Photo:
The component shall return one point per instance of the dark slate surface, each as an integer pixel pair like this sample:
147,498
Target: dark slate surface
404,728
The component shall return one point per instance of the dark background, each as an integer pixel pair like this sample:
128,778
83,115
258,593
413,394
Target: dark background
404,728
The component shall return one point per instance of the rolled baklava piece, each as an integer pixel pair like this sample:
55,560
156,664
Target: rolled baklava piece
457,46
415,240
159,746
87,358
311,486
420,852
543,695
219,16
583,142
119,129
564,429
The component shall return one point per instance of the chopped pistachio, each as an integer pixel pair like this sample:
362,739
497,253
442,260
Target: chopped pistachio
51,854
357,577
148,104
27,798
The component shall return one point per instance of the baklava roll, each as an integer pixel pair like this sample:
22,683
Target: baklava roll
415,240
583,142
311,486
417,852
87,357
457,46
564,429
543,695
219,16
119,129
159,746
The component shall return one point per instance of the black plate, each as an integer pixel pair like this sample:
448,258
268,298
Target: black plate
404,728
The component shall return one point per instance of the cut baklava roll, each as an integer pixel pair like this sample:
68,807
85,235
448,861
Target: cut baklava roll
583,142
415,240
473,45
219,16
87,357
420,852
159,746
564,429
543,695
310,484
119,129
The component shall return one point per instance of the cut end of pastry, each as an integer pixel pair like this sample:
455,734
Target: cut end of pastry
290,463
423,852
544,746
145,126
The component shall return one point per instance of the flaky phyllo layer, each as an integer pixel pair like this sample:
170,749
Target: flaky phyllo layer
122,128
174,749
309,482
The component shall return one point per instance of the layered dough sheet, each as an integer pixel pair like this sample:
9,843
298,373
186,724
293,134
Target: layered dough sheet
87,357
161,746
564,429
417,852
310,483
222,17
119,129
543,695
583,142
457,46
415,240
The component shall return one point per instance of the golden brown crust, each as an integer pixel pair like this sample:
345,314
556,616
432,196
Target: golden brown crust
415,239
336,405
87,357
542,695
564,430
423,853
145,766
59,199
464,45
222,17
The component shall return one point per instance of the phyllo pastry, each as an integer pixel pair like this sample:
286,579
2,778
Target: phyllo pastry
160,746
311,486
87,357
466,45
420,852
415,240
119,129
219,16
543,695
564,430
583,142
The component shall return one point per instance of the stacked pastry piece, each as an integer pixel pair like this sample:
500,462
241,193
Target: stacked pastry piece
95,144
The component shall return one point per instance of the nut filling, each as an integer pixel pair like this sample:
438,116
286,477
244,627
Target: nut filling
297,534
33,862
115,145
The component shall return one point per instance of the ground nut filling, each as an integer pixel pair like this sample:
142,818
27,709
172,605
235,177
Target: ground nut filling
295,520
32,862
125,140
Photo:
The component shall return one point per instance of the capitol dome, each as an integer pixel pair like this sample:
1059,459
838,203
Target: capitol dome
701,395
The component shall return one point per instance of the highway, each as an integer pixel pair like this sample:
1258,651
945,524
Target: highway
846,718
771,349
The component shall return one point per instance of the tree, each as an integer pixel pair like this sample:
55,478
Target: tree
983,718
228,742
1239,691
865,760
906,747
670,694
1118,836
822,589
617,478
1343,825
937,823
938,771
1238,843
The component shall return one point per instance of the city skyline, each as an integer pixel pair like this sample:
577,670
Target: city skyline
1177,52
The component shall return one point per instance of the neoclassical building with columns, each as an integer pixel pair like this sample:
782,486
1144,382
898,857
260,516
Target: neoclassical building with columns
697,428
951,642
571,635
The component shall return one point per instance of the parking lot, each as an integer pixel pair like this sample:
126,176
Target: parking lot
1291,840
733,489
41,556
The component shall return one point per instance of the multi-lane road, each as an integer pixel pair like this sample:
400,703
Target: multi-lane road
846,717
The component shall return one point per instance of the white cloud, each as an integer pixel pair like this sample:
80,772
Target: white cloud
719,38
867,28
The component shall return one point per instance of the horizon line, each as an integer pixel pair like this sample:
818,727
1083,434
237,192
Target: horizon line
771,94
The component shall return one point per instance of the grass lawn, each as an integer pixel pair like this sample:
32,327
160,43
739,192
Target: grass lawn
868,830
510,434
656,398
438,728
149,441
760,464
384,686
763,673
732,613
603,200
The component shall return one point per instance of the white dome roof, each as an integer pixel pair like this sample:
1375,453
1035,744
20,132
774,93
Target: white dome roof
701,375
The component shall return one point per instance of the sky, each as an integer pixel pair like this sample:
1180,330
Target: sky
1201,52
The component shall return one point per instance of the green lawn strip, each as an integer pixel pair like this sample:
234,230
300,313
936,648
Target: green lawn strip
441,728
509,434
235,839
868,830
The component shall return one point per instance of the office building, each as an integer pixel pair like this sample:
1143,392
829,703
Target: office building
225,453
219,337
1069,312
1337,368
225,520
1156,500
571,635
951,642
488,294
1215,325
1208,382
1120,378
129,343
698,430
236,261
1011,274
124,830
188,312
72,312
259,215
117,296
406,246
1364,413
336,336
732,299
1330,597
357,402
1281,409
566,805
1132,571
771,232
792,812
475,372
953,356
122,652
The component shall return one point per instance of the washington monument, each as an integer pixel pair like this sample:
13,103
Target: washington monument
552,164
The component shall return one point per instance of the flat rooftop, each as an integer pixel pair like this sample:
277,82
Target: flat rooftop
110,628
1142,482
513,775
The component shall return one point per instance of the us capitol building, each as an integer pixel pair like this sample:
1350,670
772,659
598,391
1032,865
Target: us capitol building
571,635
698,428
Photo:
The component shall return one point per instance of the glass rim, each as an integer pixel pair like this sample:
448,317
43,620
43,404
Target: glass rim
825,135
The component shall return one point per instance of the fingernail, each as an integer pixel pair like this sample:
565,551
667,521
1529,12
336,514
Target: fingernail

______________________________

■ Problem requirements
The answer must be the full listing, restated word for word.

■ Written reply
Photo:
The component shall return one point per instance of the dark slate surface, each as an integer pixel pair like this sample:
147,498
Target: dark slate surface
404,728
The component shall return one point per instance of the dark background, each as an integer pixel pair like this sample:
128,778
83,115
258,593
413,394
Target: dark background
404,728
The component shall return one point per instance of the rolled baklava piece, each as an integer pixel pair like this sample:
55,560
156,664
Target: rolled baklava piece
457,46
415,240
159,746
87,358
311,486
420,852
543,695
219,16
583,142
119,129
564,429
The component shall return one point per instance of the chopped pistachio, each as an integer pixel pair like this sample:
362,739
497,253
442,260
Target: chopped pistachio
51,854
357,577
148,104
27,798
The component shall return one point per instance of the baklava roll, each as an integer pixel pair like this sample:
22,683
Target: baklava roll
415,240
583,142
311,486
417,852
87,357
457,46
564,429
543,695
219,16
119,129
159,746
The component shall return one point per instance of the black plate, each as an integer pixel pair like this sample:
448,258
268,298
Target: black plate
404,728
The component shall return one point per instance of the cut baklava roll, each as an integer pixel pair like this sample:
68,807
85,235
448,861
Target: cut baklava roll
583,142
415,240
473,45
219,16
87,357
420,852
159,746
564,429
543,695
310,484
119,129
The component shall return one point per instance of the cut end of pastry, each as an integer pixel pair like this sample:
455,734
Target: cut end of pastry
290,463
423,852
544,746
145,126
The component shall return one point per instance of the flaky phyllo layer, each as an integer pixel pair like this sample:
170,749
Target: flaky phyllo layer
122,128
174,749
309,482
The component shall return one point per instance of the layered dough sheet, each as an integer pixel pair like this sample:
9,843
298,373
186,724
293,134
Target: layered dough sheet
87,357
161,746
564,429
417,852
310,483
222,17
119,129
543,695
583,142
457,46
415,240
The component shall return one point per instance of the golden brown crust, each as an integer pixel pair like this sample:
345,314
556,616
432,196
Target: golden brown crust
415,239
336,405
87,357
542,695
564,430
423,853
145,766
59,199
464,45
222,17
The component shall return one point per instance of the phyllo pastry, each as an integer pixel pair like this sample:
286,579
2,778
Target: phyllo pastry
160,746
311,486
87,357
466,45
420,852
415,240
119,129
219,16
543,695
564,430
583,142
The component shall return one point per instance of the stacked pastry piece, each as an integer pixel pair like this sample:
500,462
241,193
Target: stacked pastry piece
95,144
The component shall return one point per instance of the nut filling, each as an integer pixel pair like this sample:
438,116
286,477
244,627
Target: nut filling
297,534
33,862
115,145
The component shall return one point per instance of the ground nut filling, each as an integer pixel pair like this sample:
142,818
27,709
172,605
235,177
Target: ground nut filling
295,520
32,862
125,140
Photo:
The component shall return one point per instance of the capitol dome, each as an integer pixel pair like this sample:
1059,459
838,203
Target: capitol dome
701,395
The component shall return one point per instance of the highway, each as an integer pixel pair like this sample:
1258,651
945,524
Target: highway
846,718
771,349
The component shall return one point per instance of the tree, each as an integer pixel pair like this sample:
55,478
Target: tree
983,718
228,742
1239,691
865,760
906,747
670,694
1118,836
822,589
617,478
1343,825
937,823
938,771
1238,843
The component shall return one point per instance of the city skyline, each as an integer pixel pair like this sample:
577,670
Target: city skyline
1177,52
The component shall return one point per instance of the neoclassical building with columns, each as an integer pixel pair like this sample:
782,486
1144,382
898,857
260,516
Target: neoclassical building with columns
697,428
951,642
571,635
The component shall return one point per instance of the parking lot, each as an integer pixel pair like this sample:
126,176
Target: parking lot
1291,840
733,489
41,556
The component shall return one point per instance of the multi-lane road, each as an integer pixel pair like this sample:
400,703
Target: multi-lane road
846,717
The component shall return one point per instance of the white cloud, each as an integer pixel pair like this sample:
80,772
Target: white cloud
719,38
867,28
The component shall return one point per instance of the horizon line, each as an integer pixel pair like this sample:
818,727
1083,434
237,192
Target: horizon line
771,94
The component shall return one point per instance of the grass lawn, each as an integer pixel pair like this sample:
32,327
160,43
739,192
Target: grass lawn
868,830
510,434
656,398
438,728
149,441
760,464
384,686
763,673
732,613
603,200
The component shall return one point per instance of the white dome roof, each as an integer pixel pair like this sample:
1375,453
1035,744
20,132
774,93
Target: white dome roof
701,375
The component shall return one point per instance of the sky, each as an integer pixel pair like this sample:
1180,330
Target: sky
1201,52
The component shall return one point per instance of the green lawn strip, each as an integer pixel pair like this sample:
234,230
300,313
936,648
Target: green lawn strip
441,728
509,434
235,839
868,830
The component shall return one point per instance of the office building, each as an integer pixel pair like this sample:
1143,392
829,703
Target: office building
225,453
219,337
1069,312
1337,368
225,520
1156,500
571,635
951,642
488,294
1215,325
1208,382
1120,378
129,343
698,430
236,261
1011,274
124,830
188,312
72,312
259,215
117,296
406,246
1364,413
336,336
732,299
1330,597
357,402
1281,409
566,805
1132,571
771,232
792,812
475,372
953,356
122,652
The component shall return one point per instance of the washington monument, each as an integer pixel pair like this sample:
13,103
Target: washington monument
552,164
The component shall return one point per instance of the flat rooftop, each as an integer pixel pair like this sample:
277,82
Target: flat rooftop
110,628
1142,482
513,775
The component shall return one point per instance of the us capitol building, each as an integer pixel pair like this sample:
1350,670
772,659
598,391
1032,865
Target: us capitol building
571,635
698,428
Photo:
The component shall return one point per instance of the glass rim, each as an integer pixel pair like this sample:
448,317
43,620
43,404
Target: glass rim
825,135
The component shall return one point per instance of the fingernail, each as an integer pixel pair like this sample:
565,551
667,521
1529,12
336,514
Target: fingernail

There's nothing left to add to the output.